* Le tue istruzioni *
Trascrivi fedelmente il brano su fede e ragione da "Uno degli equivoci" a "alla sola ragione.".

* Estratto della fonte *

L'UOMO E LA FEDE

Il pensiero del cristiano è privo di razionalità? Il fideismo tende a ciò, il laicismo ne fa un capo d'accusa. Eppure la fede è una attività dell'uomo

Uno degli equivoci più incresciosi e più dannosi parimenti alla filosofia e alla fede cristiana consiste nel non saper accuratamente distinguere tra il naturale e il soprannaturale nell'ambito del conoscere nel quale la suddetta distinzione coincide con quella tra ragione e fede, tra filosofia e teologia. S. Tommaso dichiara senza mezzi termini il suo punto di vista: "Necessarium fuit, ad humanam salutem, esse doctrinam quamdam secundum revelationem divinam, praeter philosophicas disciplinas, quae ratione humana investigantur" (1, 1, 1 c). La teologia, la sacra dottrina, si ispira alla luce soprannaturale della divina rivelazione e perciò si colloca al di là (praeter) delle discipline filosofiche che affidano la loro indagine alla sola ragione.

Contro questa netta distinzione che vede i due ambiti separati nella diversità del loro oggetto cosiddetto formale ovvero dell'approccio intellettivo alla conoscenza del vero, ma anche coordinati e complementari reciprocamente e sempre amici nella coerenza della verità, poiché, se non tutto ciò che è coerente (non-contraddittorio) è vero, certamente tutto ciò che è vero è invece coerente e vicendevolmente non ripugnante, si oppone un duplice errore. Uno è quello del fideismo, l'altro, opposto nelle motivazioni, ma identico nei contenuti, è quello del laicismo. Entrambi dichiarano che il pensiero del cristiano non può che essere un pensiero cristiano che poggia sul mero "rischio della fede), ed è perciò privo di qualsivoglia razionalità naturale solo che il fideismo se ne rallegra dichiarando che se un cristiano pensasse diversamente, cioè in chiave puramente filosofica e naturale, cadrebbe nell'idolatria della ragione (basta pensare all'opposizione, di pascaliana memoria, tra il Dio dei Patriarchi e il Dio dei filosofi) mentre il laicismo ne fa un capo d'accusa contro il cristianesimo parlando d'un pensiero plagiato in partenza da un ché di irrazionale e di storicamente e "dogmaticamente" condizionato.

* Dati raccolti *
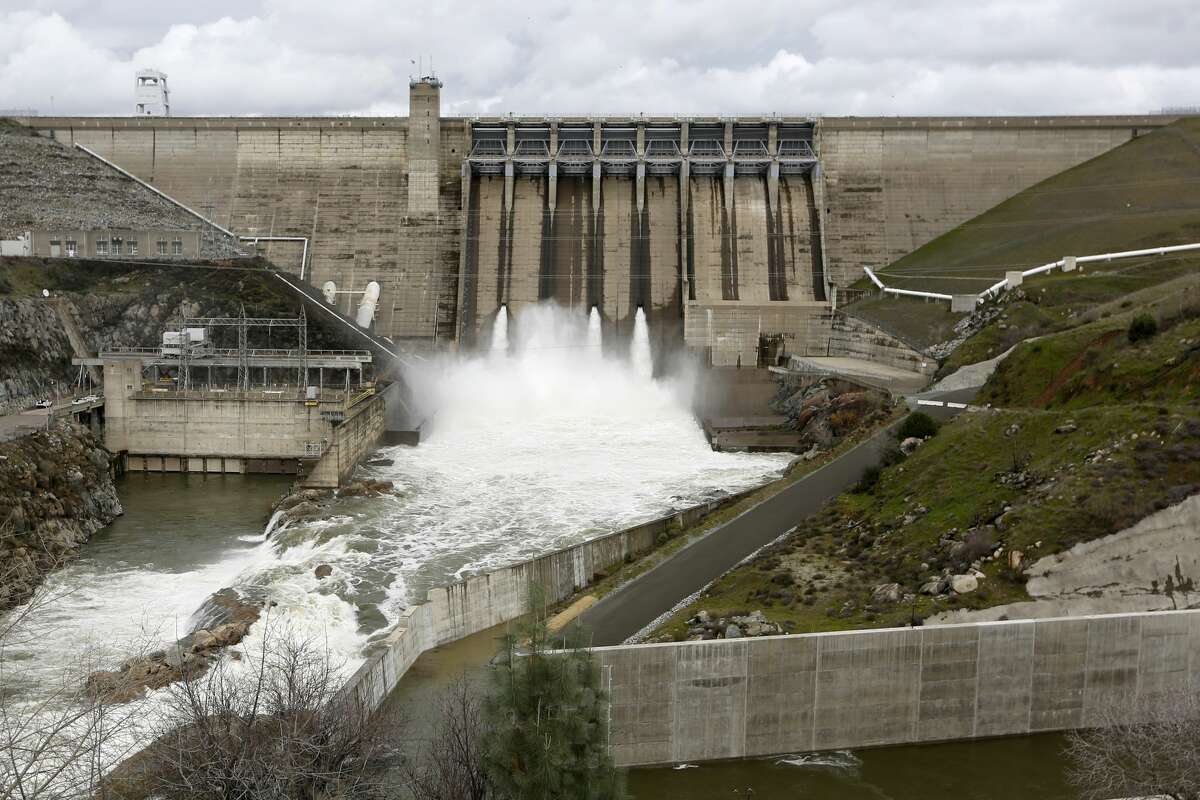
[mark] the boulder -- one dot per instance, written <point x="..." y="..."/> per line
<point x="934" y="587"/>
<point x="886" y="593"/>
<point x="964" y="583"/>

* Soluzione del problema *
Uno degli equivoci più incresciosi e più dannosi parimenti alla filosofia e alla fede cristiana consiste nel non saper accuratamente distinguere tra il naturale e il soprannaturale nell'ambito del conoscere nel quale la suddetta distinzione coincide con quella tra ragione e fede, tra filosofia e teologia. S. Tommaso dichiara senza mezzi termini il suo punto di vista: "Necessarium fuit, ad humanam salutem, esse doctrinam quamdam secundum revelationem divinam, praeter philosophicas disciplinas, quae ratione humana investigantur" (1, 1, 1 c). La teologia, la sacra dottrina, si ispira alla luce soprannaturale della divina rivelazione e perciò si colloca al di là (praeter) delle discipline filosofiche che affidano la loro indagine alla sola ragione.